What to work on ::
All of the entries need to be written out again, exactly as they are.

+ + + +

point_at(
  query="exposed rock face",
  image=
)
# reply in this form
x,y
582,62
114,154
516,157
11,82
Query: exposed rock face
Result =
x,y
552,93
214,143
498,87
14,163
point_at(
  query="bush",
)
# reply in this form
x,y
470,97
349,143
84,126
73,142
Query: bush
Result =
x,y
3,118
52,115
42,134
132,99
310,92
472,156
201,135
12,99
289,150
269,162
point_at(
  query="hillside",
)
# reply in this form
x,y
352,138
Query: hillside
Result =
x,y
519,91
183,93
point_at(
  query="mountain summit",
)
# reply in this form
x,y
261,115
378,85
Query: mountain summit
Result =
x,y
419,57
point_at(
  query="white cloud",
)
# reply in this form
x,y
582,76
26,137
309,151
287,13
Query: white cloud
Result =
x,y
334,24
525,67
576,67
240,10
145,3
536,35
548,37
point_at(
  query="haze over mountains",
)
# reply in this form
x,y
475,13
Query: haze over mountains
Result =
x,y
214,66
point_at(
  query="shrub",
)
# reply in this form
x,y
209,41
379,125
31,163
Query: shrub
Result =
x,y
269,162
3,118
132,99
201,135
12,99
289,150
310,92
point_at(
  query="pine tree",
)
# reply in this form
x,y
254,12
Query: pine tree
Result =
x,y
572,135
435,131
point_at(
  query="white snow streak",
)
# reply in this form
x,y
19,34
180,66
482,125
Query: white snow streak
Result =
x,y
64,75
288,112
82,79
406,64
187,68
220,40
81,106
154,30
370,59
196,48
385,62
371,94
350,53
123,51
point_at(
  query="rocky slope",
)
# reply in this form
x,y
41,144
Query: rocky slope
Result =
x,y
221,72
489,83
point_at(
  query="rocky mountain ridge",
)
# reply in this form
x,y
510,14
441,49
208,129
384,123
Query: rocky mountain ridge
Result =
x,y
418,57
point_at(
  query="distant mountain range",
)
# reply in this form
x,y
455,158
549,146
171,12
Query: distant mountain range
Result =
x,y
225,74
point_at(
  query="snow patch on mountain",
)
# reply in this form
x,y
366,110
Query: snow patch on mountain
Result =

+ + + +

Complete response ::
point_at(
  query="exposed rock face",
  image=
)
# reply in this form
x,y
582,62
114,154
516,157
11,82
Query: exposed rock face
Result =
x,y
552,93
214,143
498,87
14,163
point_at(
  query="bush",
)
# reply in this form
x,y
470,97
349,143
84,126
73,142
Query: bush
Result =
x,y
3,118
52,115
42,134
132,99
310,92
472,156
201,135
12,99
289,150
269,162
point_at(
  query="hillside",
)
# reply in this form
x,y
352,138
Query: hillside
Result =
x,y
519,91
183,93
point_at(
  query="mountain summit",
)
# reply in this form
x,y
261,115
378,85
Query: mountain summit
Result =
x,y
419,57
point_at(
  query="white cloud",
)
# reply in this form
x,y
582,76
26,137
309,151
287,13
Query: white cloud
Result =
x,y
334,24
525,67
576,67
240,10
145,3
536,35
548,37
point_at(
  query="haze over mountains",
)
# reply in this form
x,y
475,13
Query: haze over mountains
Result =
x,y
214,66
point_at(
  query="shrub",
)
# reply in this form
x,y
209,41
379,125
31,163
Query: shrub
Result =
x,y
269,162
3,118
132,99
201,135
12,99
289,150
310,92
point_at(
  query="pine tree",
)
# reply in this form
x,y
254,12
Query: pine tree
Result =
x,y
572,135
435,131
point_at(
  query="white snow streak",
)
# reply in this form
x,y
19,34
180,66
482,125
Query: white snow streak
Result =
x,y
64,75
288,112
82,79
406,64
187,68
220,40
81,106
154,30
370,59
196,48
385,62
371,94
350,53
123,51
point_at(
  query="rocky slope",
)
# reply in this form
x,y
41,144
Query: rocky slope
Result =
x,y
221,72
489,83
point_at(
  query="rocky mountain ridge",
)
# reply in this form
x,y
510,14
441,49
208,129
384,123
Query: rocky mountain ridge
Result =
x,y
418,57
point_at(
  query="distant mountain range",
)
# reply in this form
x,y
455,158
549,146
171,12
Query: distant mountain range
Result =
x,y
225,74
point_at(
  query="snow patch on mountain",
)
# reply in this form
x,y
366,110
Query: snow patch on mountain
Result =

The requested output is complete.